### Tasks for this exercise
a – Print the part of the passage on Birgu after the Great Siege that opens with the words containing "Following the events" and closes with "almost from scratch.".
b – Proceed with the passage on Birgu after the Great Siege, continuing it from its last sentence.

### Quoted passage

───

Flanking battery in the Bastion of Provence

Following the events of the Great Siege, Birgu was renamed Civita Victoriosa, or Citta Vittoriosa – the Victorious City. However, according to Braudel, the Great Siege of 1565 – highly charged with the dreadful fear of the unknown, dramatic, full of atrocities and heroism, intense religious possession, and much loss of life, constituted no significant turning point for the Turks. Their main losses were replaceable men, their morale was far from broken, and their desire for revenge had strengthened. Yet for the local inhabitants, the successful outcome of the Siege marked an important turning point for the Order, for Malta, and for Cottonera. Their social and economic history had to be rebuilt almost from scratch.

After the Siege, Bosio described Citta Vittoriosa as being a compassionate sight. Some 12000 inhabitants, almost half the population of Malta, with all their belongings, were compelled for lack of houses to live and sleep out in the open. There they were exposed to the extreme summer heat during the day and the pernicious humidity during the night. Lying in open squares, they suffered all sorts of hardship, not least that of thirst, and of having to tolerate the unbearable stench of foul breath, perspiration, and other similar inconveniences created when crowds of temporarily homeless people as well as multitudes of animals live together. These conditions were quite amenable to the outbreak and spread of plague.

The retrenchment at the Post of Castille

Birgu Land Front

The surviving peasants who returned to their land found an extensively destroyed landscape. Their hamlets and houses were burnt to the ground, with no livestock, equipment, or seed left. Thus, the process of land abandonment and decay so prevalent in the middle ages had come to a climax as Malta was a total ruin and a wilderness.

It was in this situation that the Order decided to accelerate the moving of its administrative seat from Vittoriosa to Valletta. This it did in 1571, leaving behind the Bishop and his Curia in Vittoriosa, thus highlighting the differences that had grown between the Grandmaster and the Bishop. This rift contributed to the establishing of the Gran Roman Apostolic Inquisition in Malta in 1574 – originally intended to reconcile them. However it took some 50 years before Bishop Cagliares and his Curia followed the Order into the new Capital of Valletta in 1620.

───

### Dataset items
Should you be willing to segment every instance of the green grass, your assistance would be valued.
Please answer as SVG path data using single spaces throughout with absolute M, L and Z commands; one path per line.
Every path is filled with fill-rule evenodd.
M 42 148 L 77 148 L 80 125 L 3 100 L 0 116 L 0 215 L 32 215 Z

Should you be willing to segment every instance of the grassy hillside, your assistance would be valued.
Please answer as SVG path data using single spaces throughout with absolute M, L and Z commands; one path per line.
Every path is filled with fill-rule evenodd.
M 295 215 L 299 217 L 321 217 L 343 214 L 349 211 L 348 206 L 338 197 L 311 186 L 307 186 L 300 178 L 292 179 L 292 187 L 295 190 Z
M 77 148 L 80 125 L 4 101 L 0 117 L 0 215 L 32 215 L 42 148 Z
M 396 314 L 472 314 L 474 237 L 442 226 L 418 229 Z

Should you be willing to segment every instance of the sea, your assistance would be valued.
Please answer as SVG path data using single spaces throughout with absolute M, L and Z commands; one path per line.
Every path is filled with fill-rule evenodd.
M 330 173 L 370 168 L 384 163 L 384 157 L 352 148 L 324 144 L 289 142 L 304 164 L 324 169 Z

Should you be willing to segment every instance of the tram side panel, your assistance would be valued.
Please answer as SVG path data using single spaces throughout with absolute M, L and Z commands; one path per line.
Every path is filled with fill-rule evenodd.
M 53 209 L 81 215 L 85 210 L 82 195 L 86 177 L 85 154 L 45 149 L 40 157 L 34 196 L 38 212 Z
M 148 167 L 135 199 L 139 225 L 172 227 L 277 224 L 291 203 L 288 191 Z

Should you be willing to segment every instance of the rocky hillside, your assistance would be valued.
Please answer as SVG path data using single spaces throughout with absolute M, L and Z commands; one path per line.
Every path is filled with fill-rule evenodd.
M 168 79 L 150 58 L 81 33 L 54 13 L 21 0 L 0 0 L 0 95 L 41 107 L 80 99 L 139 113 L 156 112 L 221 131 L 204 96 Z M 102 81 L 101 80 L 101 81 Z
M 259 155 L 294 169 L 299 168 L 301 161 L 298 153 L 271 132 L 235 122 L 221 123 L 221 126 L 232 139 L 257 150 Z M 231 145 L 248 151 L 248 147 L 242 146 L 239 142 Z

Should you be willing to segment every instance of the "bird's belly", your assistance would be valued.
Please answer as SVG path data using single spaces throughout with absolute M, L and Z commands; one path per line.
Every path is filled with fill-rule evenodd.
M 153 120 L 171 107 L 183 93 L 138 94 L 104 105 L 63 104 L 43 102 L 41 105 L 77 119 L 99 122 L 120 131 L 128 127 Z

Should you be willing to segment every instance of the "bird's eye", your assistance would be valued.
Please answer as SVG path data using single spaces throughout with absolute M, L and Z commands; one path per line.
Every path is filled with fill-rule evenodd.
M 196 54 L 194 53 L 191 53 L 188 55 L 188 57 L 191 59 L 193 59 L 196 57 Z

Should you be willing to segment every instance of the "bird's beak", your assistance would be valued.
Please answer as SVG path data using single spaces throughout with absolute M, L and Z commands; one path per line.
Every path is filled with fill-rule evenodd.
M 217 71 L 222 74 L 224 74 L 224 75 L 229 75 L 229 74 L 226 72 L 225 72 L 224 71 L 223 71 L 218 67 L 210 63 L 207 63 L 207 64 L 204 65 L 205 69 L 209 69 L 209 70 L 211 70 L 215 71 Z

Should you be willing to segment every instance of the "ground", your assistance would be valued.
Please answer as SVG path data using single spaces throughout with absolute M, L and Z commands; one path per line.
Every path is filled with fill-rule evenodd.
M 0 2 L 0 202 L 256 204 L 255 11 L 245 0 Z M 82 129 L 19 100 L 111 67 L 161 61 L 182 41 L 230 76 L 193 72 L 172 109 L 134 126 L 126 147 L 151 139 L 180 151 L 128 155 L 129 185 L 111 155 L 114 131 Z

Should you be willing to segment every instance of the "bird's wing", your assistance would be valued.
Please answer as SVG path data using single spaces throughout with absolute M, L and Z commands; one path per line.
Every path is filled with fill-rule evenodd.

───

### Answers to the exercise
a –
Following the events of the Great Siege, Birgu was renamed Civita Victoriosa, or Citta Vittoriosa – the Victorious City. However, according to Braudel, the Great Siege of 1565 – highly charged with the dreadful fear of the unknown, dramatic, full of atrocities and heroism, intense religious possession, and much loss of life, constituted no significant turning point for the Turks. Their main losses were replaceable men, their morale was far from broken, and their desire for revenge had strengthened. Yet for the local inhabitants, the successful outcome of the Siege marked an important turning point for the Order, for Malta, and for Cottonera. Their social and economic history had to be rebuilt almost from scratch.

b –
Having settled in Valletta, the Order was still concerned with the inadequacy of the fortifications on the other side of the Grand Harbour. At around 1588, the Order planned to raise cavaliers on St John and St James bastions to a maximum height of three vaulted chambers so as to be able to sight enemy artillery on the then barren Santa Margerita Lines. The Order also constructed several sophisticated outworks and a powerful horn-work facing the Bighi peninsula and the San Salvatore heights. Yet by 1654 the land-front fortifications including the two cavaliers were still incomplete and militarily imperfect – presenting the need for considerable and urgent repairs.

By 1715, to the following 16th Century land-front fortifications were in dire need of repairs:
  • The curtain wall between the demi-bastion of St Lawrence and Galley Creek required proper alignment with its counterpart in Senglea,
  • The Post of Castille required substantial modifications, and
  • The Santa Margerita and the Cottonera Lines were still incomplete;
while The Chemin Couvert – the ‘covered way’ in the area of St James Bastion, which was added in the late 17th Century, also required major repairs and adjustments.

French engineers' plan of Vittoriosa's fortifications around 1714, showing proposals for new bastions
Curtain of France
Much of this work was accomplished by 1730, and by 1736 the land-front was considerably strengthened by the successive building of the Santa Margerita Lines (1638-1736), encompassing the 1718 gridiron suburb of Bormla, and the Cottonera Lines (1670-1736). These dual lines of defence present the most important cover defence strategy for Cottonera adopted by the Order between 1530 and 1798.